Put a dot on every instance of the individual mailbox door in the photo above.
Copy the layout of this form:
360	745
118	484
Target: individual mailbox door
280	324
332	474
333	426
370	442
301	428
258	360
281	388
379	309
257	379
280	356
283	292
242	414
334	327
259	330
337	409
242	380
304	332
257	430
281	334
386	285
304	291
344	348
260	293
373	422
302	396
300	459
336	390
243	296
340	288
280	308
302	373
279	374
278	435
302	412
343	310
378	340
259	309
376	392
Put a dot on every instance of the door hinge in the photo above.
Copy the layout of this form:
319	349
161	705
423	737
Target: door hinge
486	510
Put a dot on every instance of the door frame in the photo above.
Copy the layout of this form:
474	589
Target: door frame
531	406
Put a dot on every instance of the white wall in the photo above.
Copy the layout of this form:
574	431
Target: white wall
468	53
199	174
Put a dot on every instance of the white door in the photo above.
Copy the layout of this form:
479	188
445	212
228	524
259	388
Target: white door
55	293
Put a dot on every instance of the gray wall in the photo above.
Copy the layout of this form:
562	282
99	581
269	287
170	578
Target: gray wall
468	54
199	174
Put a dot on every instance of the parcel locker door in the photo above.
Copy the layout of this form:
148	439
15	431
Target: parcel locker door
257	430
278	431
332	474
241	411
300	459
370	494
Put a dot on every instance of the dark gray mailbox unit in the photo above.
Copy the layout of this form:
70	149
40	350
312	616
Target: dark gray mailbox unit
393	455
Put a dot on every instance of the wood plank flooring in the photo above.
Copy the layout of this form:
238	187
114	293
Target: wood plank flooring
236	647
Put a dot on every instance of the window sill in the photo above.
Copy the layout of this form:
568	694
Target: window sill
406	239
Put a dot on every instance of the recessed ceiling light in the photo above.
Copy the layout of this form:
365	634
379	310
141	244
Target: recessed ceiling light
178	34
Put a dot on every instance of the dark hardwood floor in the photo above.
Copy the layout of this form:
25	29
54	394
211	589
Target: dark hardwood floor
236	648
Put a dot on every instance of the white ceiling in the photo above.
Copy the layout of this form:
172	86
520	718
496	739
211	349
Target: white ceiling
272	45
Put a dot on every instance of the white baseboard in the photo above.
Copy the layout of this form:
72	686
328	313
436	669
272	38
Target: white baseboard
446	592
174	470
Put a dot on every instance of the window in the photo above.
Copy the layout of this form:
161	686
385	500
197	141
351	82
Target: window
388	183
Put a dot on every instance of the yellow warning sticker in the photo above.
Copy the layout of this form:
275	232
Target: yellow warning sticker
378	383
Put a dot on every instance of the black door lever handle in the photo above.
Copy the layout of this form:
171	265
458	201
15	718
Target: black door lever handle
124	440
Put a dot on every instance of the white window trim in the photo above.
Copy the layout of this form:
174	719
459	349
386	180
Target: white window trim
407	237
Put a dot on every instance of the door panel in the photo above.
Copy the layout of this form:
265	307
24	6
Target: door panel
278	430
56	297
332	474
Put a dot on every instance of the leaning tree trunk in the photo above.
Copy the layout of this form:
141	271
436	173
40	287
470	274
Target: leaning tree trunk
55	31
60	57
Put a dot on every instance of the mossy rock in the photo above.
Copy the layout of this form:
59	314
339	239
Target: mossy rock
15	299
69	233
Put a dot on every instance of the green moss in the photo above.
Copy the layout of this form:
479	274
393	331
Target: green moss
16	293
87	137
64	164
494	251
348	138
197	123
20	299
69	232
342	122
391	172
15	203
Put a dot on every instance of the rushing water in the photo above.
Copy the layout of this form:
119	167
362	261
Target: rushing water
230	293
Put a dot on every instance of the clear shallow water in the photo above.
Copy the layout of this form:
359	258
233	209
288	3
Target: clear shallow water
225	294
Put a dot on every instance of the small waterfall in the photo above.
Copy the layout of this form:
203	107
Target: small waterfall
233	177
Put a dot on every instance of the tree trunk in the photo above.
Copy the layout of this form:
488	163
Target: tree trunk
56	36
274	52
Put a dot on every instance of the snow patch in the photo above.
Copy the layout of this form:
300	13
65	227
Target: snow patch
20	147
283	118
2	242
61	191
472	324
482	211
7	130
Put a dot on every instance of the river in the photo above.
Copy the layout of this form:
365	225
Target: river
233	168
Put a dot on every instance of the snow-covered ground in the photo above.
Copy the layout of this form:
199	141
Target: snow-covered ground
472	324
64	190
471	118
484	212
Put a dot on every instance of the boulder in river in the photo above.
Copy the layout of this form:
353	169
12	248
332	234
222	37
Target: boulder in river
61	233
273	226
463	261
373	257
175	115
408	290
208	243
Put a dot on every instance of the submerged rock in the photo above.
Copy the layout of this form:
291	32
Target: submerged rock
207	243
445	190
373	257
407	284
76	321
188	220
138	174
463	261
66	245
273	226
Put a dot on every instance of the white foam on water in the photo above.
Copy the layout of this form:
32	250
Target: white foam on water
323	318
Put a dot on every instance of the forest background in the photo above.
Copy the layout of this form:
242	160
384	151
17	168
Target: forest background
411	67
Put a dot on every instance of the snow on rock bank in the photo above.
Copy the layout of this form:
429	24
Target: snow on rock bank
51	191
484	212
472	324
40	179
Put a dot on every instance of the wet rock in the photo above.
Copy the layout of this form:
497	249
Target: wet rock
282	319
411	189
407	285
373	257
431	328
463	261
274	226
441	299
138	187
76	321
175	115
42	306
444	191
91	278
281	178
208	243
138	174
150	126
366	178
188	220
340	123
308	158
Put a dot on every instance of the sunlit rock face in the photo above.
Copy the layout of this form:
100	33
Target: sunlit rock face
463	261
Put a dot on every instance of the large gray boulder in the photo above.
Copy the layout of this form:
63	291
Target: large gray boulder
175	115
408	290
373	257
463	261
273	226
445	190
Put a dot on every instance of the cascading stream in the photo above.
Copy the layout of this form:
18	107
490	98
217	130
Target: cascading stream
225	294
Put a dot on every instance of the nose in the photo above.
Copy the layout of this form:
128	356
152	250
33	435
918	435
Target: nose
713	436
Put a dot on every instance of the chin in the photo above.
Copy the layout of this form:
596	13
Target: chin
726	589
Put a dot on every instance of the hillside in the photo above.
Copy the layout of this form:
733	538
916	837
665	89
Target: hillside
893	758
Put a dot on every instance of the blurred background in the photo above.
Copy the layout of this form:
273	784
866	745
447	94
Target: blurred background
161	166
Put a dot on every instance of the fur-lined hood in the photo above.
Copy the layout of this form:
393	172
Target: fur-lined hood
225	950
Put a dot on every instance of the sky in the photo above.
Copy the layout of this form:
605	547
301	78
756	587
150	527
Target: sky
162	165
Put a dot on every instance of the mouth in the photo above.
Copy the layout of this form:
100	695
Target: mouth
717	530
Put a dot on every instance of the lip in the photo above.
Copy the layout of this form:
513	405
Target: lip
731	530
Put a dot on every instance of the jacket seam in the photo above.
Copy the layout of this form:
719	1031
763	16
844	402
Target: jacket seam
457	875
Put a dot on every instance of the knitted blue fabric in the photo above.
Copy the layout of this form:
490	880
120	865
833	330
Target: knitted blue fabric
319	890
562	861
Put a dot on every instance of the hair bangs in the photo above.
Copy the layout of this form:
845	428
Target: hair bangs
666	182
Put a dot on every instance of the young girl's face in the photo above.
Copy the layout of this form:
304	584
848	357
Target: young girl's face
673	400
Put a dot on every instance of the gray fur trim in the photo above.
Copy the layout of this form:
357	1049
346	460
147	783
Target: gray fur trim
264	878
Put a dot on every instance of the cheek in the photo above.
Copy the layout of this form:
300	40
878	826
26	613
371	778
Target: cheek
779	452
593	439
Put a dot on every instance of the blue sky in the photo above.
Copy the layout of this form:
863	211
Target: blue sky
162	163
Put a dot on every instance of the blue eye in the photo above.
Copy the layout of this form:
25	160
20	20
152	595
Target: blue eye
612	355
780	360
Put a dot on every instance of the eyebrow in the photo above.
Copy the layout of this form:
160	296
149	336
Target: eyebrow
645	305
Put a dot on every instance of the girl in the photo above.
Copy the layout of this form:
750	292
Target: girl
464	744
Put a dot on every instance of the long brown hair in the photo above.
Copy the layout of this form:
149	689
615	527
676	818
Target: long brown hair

————

PROBLEM TO WORK ON:
Every line above that holds the word "brown" is to be found and copied.

EXERCISE RESPONSE:
Put a dot on every instance of the long brown hair in the photo above.
Target: long brown hair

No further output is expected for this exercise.